**STORED ROWS:**

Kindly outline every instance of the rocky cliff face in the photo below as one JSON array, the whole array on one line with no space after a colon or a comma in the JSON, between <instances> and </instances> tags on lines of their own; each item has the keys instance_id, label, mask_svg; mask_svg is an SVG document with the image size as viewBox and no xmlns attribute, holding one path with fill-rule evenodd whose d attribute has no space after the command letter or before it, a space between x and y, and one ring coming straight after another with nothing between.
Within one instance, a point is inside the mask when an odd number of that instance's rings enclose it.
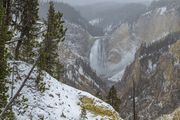
<instances>
[{"instance_id":1,"label":"rocky cliff face","mask_svg":"<svg viewBox=\"0 0 180 120\"><path fill-rule=\"evenodd\" d=\"M67 24L64 43L59 45L59 58L64 65L62 82L92 94L105 93L106 83L89 65L88 55L94 39L75 24Z\"/></svg>"},{"instance_id":2,"label":"rocky cliff face","mask_svg":"<svg viewBox=\"0 0 180 120\"><path fill-rule=\"evenodd\" d=\"M103 48L106 51L106 60L99 59L99 63L105 61L106 68L95 68L95 70L101 73L106 69L107 72L103 74L105 78L113 81L121 80L126 66L134 60L135 51L141 43L151 44L169 33L180 30L178 9L179 4L172 1L149 9L132 24L121 23Z\"/></svg>"},{"instance_id":3,"label":"rocky cliff face","mask_svg":"<svg viewBox=\"0 0 180 120\"><path fill-rule=\"evenodd\" d=\"M180 106L180 34L166 36L151 45L142 45L134 62L117 85L121 115L132 118L132 90L135 81L136 114L139 120L155 119Z\"/></svg>"}]
</instances>

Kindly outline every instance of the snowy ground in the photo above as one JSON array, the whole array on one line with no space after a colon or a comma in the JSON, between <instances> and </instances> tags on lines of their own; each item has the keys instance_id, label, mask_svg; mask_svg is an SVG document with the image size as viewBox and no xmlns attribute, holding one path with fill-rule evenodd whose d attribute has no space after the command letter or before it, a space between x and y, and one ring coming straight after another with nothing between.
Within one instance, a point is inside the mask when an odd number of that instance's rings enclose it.
<instances>
[{"instance_id":1,"label":"snowy ground","mask_svg":"<svg viewBox=\"0 0 180 120\"><path fill-rule=\"evenodd\" d=\"M12 62L10 63L12 66ZM20 87L31 68L31 65L23 62L16 62L16 66L14 93ZM35 83L34 78L36 76L37 69L32 73L13 106L17 120L81 120L82 108L80 98L84 96L93 99L95 105L114 111L110 105L102 100L95 98L89 93L67 86L45 72L42 80L42 83L45 84L45 91L40 92L37 90ZM13 76L11 74L10 80L12 81L12 79ZM11 85L9 85L9 88L11 88ZM11 89L9 89L9 95L10 93ZM86 112L87 120L110 119L108 116L97 115L90 111Z\"/></svg>"}]
</instances>

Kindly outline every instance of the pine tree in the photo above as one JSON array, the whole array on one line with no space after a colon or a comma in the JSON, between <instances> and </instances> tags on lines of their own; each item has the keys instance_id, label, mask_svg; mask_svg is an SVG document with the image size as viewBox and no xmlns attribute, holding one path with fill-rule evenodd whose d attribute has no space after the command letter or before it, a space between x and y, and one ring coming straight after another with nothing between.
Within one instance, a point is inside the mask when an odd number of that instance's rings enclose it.
<instances>
[{"instance_id":1,"label":"pine tree","mask_svg":"<svg viewBox=\"0 0 180 120\"><path fill-rule=\"evenodd\" d=\"M17 43L15 50L15 59L21 59L26 62L33 62L32 58L35 56L33 48L36 46L35 39L37 38L36 33L37 20L38 20L38 0L23 0L19 2L19 9L21 20L17 23L18 30L21 33L20 40Z\"/></svg>"},{"instance_id":2,"label":"pine tree","mask_svg":"<svg viewBox=\"0 0 180 120\"><path fill-rule=\"evenodd\" d=\"M55 11L53 2L50 2L49 5L47 32L44 35L43 47L40 50L39 67L59 79L58 44L64 41L66 29L63 25L63 14Z\"/></svg>"},{"instance_id":3,"label":"pine tree","mask_svg":"<svg viewBox=\"0 0 180 120\"><path fill-rule=\"evenodd\" d=\"M8 88L6 87L7 84L7 75L8 75L8 66L7 66L7 50L5 43L11 39L11 34L8 31L7 25L7 12L5 7L3 7L5 3L1 0L0 1L0 113L2 109L7 104L7 91ZM6 6L6 5L5 5ZM13 120L13 113L12 110L9 109L5 116L5 120Z\"/></svg>"},{"instance_id":4,"label":"pine tree","mask_svg":"<svg viewBox=\"0 0 180 120\"><path fill-rule=\"evenodd\" d=\"M120 99L117 96L117 91L114 86L111 87L111 89L108 93L107 103L109 103L117 112L119 112Z\"/></svg>"}]
</instances>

**WHAT YOU ARE ASKED TO DO:**
Reproduce word for word the rows starting at the line that contains "Kindly outline every instance of the pine" and ending at the final line of the rows, both ends included.

**EXPECTED OUTPUT:**
Kindly outline every instance of the pine tree in the photo above as one JSON array, the whole array on one line with no space after a colon or a comma in the JSON, between <instances> and </instances> tags on lines of their own; each item has the keys instance_id, label, mask_svg; mask_svg is an SVG document with the image size as viewBox and no xmlns attribute, holding one path with fill-rule evenodd whose d attribute has no space after the command letter or before it, a space between x and y, and one ring coming straight after another with nothing between.
Within one instance, a point is inside the mask when an odd number of that instance's rings enclose it.
<instances>
[{"instance_id":1,"label":"pine tree","mask_svg":"<svg viewBox=\"0 0 180 120\"><path fill-rule=\"evenodd\" d=\"M17 43L15 50L15 59L21 59L26 62L33 62L32 58L35 56L33 48L36 46L35 39L37 38L36 33L37 20L38 20L38 0L23 0L19 2L19 9L21 20L17 23L18 30L21 33L20 40Z\"/></svg>"},{"instance_id":2,"label":"pine tree","mask_svg":"<svg viewBox=\"0 0 180 120\"><path fill-rule=\"evenodd\" d=\"M55 11L53 2L50 2L49 5L47 32L44 35L43 47L40 50L39 67L59 79L58 44L64 41L66 29L63 25L63 14Z\"/></svg>"},{"instance_id":3,"label":"pine tree","mask_svg":"<svg viewBox=\"0 0 180 120\"><path fill-rule=\"evenodd\" d=\"M8 88L6 87L7 84L7 75L8 75L8 66L7 66L7 50L5 43L11 39L11 34L8 31L7 25L7 12L5 7L3 7L5 3L1 0L0 1L0 113L2 109L7 104L7 91ZM6 6L6 5L5 5ZM13 120L13 113L12 110L9 109L5 116L5 120Z\"/></svg>"},{"instance_id":4,"label":"pine tree","mask_svg":"<svg viewBox=\"0 0 180 120\"><path fill-rule=\"evenodd\" d=\"M120 99L117 96L117 91L114 86L111 87L111 89L108 93L107 103L109 103L117 112L119 112Z\"/></svg>"}]
</instances>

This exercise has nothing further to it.